== The problem ==
An exact copy of the entries is needed, with every picture left out.

== Material for the task ==
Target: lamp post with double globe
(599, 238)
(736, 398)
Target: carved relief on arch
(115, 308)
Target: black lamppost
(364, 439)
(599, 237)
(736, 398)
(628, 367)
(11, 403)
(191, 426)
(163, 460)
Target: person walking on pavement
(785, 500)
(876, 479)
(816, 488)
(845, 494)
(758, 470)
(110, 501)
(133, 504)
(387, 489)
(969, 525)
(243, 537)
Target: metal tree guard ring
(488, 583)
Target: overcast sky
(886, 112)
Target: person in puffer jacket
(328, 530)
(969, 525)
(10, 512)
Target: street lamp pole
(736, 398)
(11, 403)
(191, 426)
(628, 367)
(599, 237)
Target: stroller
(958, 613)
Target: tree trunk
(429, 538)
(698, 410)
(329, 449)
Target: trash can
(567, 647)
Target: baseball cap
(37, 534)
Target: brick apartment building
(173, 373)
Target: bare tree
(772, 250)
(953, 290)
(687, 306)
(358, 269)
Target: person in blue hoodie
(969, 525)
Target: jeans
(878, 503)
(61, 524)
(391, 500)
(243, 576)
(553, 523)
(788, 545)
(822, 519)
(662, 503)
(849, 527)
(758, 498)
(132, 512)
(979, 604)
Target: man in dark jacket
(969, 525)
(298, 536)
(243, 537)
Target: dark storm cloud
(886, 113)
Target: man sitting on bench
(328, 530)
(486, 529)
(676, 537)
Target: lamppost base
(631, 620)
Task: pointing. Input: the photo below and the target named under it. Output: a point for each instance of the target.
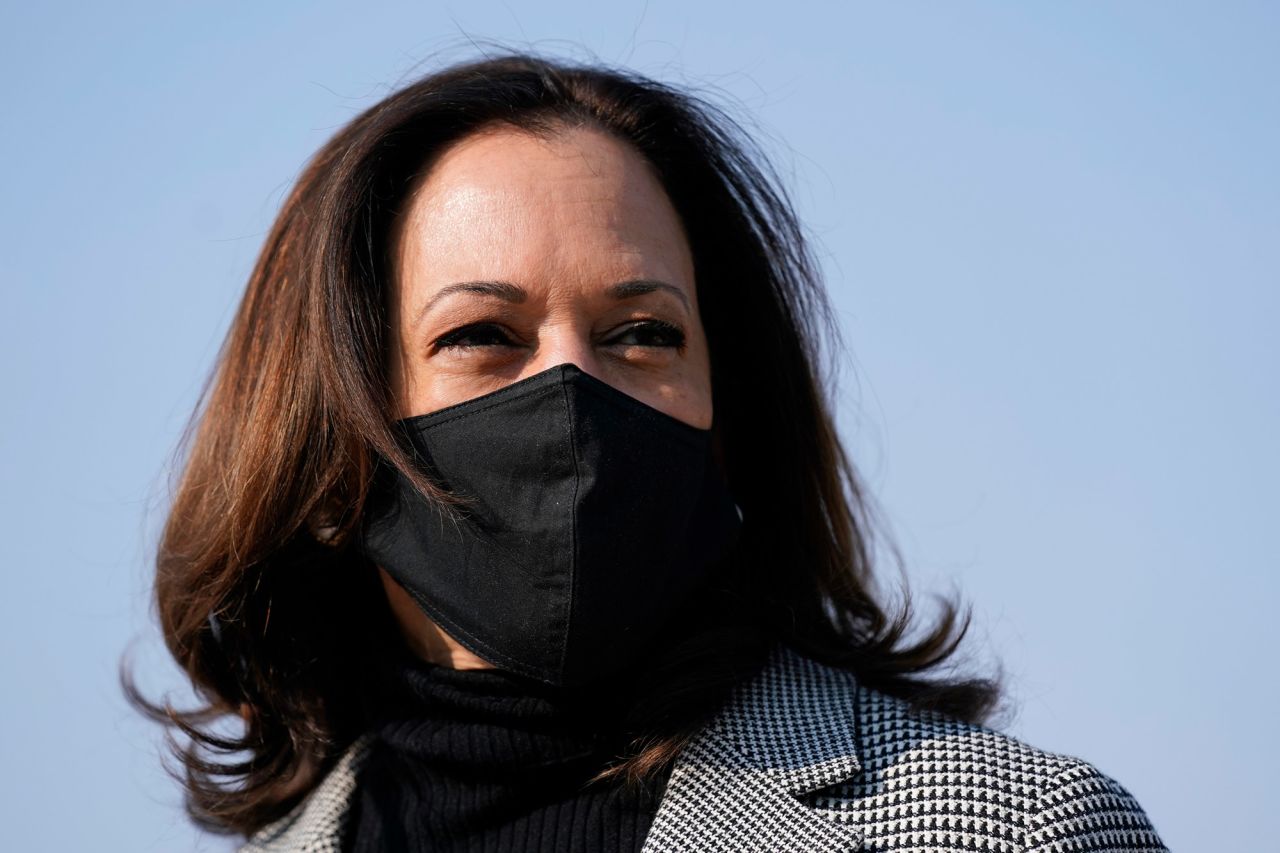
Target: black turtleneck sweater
(485, 760)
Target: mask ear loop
(238, 665)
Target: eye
(476, 334)
(650, 333)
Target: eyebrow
(515, 293)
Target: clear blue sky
(1051, 229)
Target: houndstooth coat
(804, 758)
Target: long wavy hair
(274, 615)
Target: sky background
(1051, 233)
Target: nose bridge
(566, 343)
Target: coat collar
(736, 785)
(789, 730)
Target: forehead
(507, 204)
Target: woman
(516, 516)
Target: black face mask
(592, 519)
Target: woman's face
(519, 252)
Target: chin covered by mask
(590, 518)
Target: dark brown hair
(272, 614)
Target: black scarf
(485, 760)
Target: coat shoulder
(316, 824)
(931, 781)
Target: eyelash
(673, 334)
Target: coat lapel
(736, 787)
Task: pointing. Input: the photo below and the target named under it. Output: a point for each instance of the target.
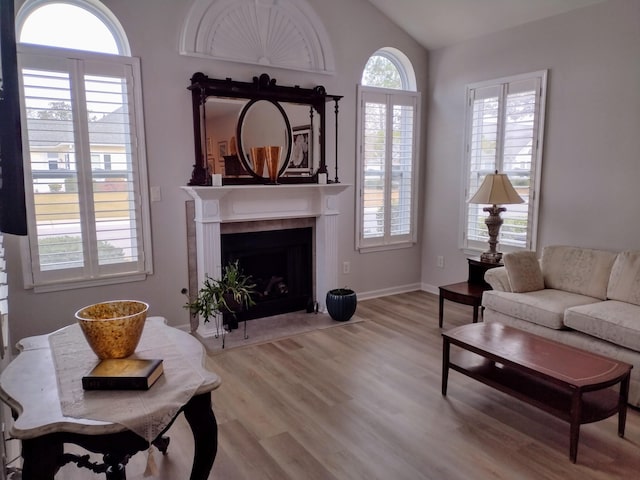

== Completed exercise ==
Target: lamp post with double globe
(599, 238)
(736, 398)
Target: carved relief on arch
(115, 308)
Target: black lamppost
(364, 439)
(599, 237)
(736, 398)
(628, 367)
(11, 403)
(191, 426)
(163, 460)
Target: person walking on pavement
(785, 500)
(876, 479)
(816, 488)
(845, 494)
(758, 470)
(110, 501)
(133, 504)
(387, 489)
(969, 525)
(243, 537)
Target: metal tree guard ring
(488, 583)
Target: overcast sky
(886, 112)
Target: person in puffer jacket
(328, 530)
(969, 525)
(10, 512)
Target: street lamp pole
(736, 398)
(11, 403)
(191, 426)
(628, 367)
(599, 237)
Target: stroller
(958, 613)
Target: tree trunk
(429, 538)
(698, 410)
(329, 449)
Target: trash can
(567, 647)
Target: baseball cap
(37, 534)
Target: brick apartment building
(173, 373)
Target: bare tree
(772, 250)
(953, 290)
(687, 306)
(358, 269)
Target: person in blue hoodie
(969, 525)
Target: jeans
(878, 503)
(61, 524)
(391, 500)
(243, 576)
(553, 523)
(788, 545)
(822, 519)
(662, 503)
(849, 527)
(758, 498)
(132, 512)
(979, 604)
Target: man in dark jacket
(969, 525)
(298, 536)
(243, 537)
Target: dark storm cloud
(886, 113)
Target: man sitting on bench
(328, 530)
(486, 529)
(676, 537)
Target: lamppost base
(631, 620)
Task: pointing. Input: the photo below and the target named under it. Output: a point for each instance of the target.
Target: black turtleneck sweater
(485, 760)
Target: mask ear loop
(238, 665)
Target: eye
(476, 334)
(650, 333)
Target: eyebrow
(515, 293)
Target: clear blue sky
(1051, 229)
Target: houndstooth coat
(804, 758)
Target: long wavy hair
(274, 615)
Target: sky background
(1051, 233)
Target: nose bridge
(566, 343)
Target: coat collar
(736, 785)
(789, 730)
Target: forehead
(507, 204)
Target: woman
(516, 516)
Target: black face mask
(592, 519)
Target: woman's face
(519, 252)
Target: chin covered by mask
(590, 518)
Target: dark brown hair
(272, 614)
Target: black scarf
(485, 760)
Target: coat shoulder
(316, 824)
(931, 781)
Target: eyelash
(673, 334)
Target: coat lapel
(736, 787)
Task: pointing. Input: the photo below and the target named under it. Output: a point for each instance of the target.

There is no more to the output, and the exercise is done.